>> BEGIN Reading text
But rising revenues have spawned rising expectations. Despite the new flow of riches, the rural-urban gap that divides Newfoundland is expected to grow unless the provincial government devises a plan to share the wealth and stir economic development.
"Anything we do, we want to see that it generates employment," said Steve Carey, mayor of Daniel's Harbour on Newfoundland's west coast.
"If it doesn't generate employment and all of this is just make-work …it's no good."
Like other small towns, Daniel's Harbour has seen its young leave in droves. Since 2001, its population has dwindled to 288 from 350— a 17.7 per cent decline, according to Statistics Canada.
"It's just about all of the younger ones, the ones who would be having babies and building homes," Carey said.
"In 10 more years, most of the rural towns in Newfoundland, a good majority, won't exist."
The sudden spurt of affluence is also stoking fears of an anticipated spike in crime.
"Crime does follow prosperity," said Joe Browne, chief of the Royal Newfoundland Constabulary.
Officers with the force have sought the advice of other jurisdictions in Canada that have enjoyed similarly rapid economic growth on how to stem a rise in drug activity.
>> END Reading text
>> BEGIN Information provided
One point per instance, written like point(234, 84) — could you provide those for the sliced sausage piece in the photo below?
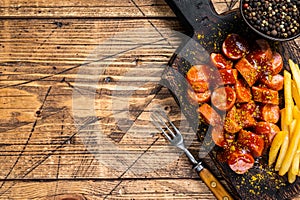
>> END Information provided
Required task: Extract the full Newfoundland passage, word for word. These lines were taken from a separate source.

The result:
But rising revenues have spawned rising expectations. Despite the new flow of riches, the rural-urban gap that divides Newfoundland is expected to grow unless the provincial government devises a plan to share the wealth and stir economic development.
"Anything we do, we want to see that it generates employment," said Steve Carey, mayor of Daniel's Harbour on Newfoundland's west coast.
"If it doesn't generate employment and all of this is just make-work …it's no good."
Like other small towns, Daniel's Harbour has seen its young leave in droves. Since 2001, its population has dwindled to 288 from 350— a 17.7 per cent decline, according to Statistics Canada.
"It's just about all of the younger ones, the ones who would be having babies and building homes," Carey said.
"In 10 more years, most of the rural towns in Newfoundland, a good majority, won't exist."
The sudden spurt of affluence is also stoking fears of an anticipated spike in crime.
"Crime does follow prosperity," said Joe Browne, chief of the Royal Newfoundland Constabulary.
Officers with the force have sought the advice of other jurisdictions in Canada that have enjoyed similarly rapid economic growth on how to stem a rise in drug activity.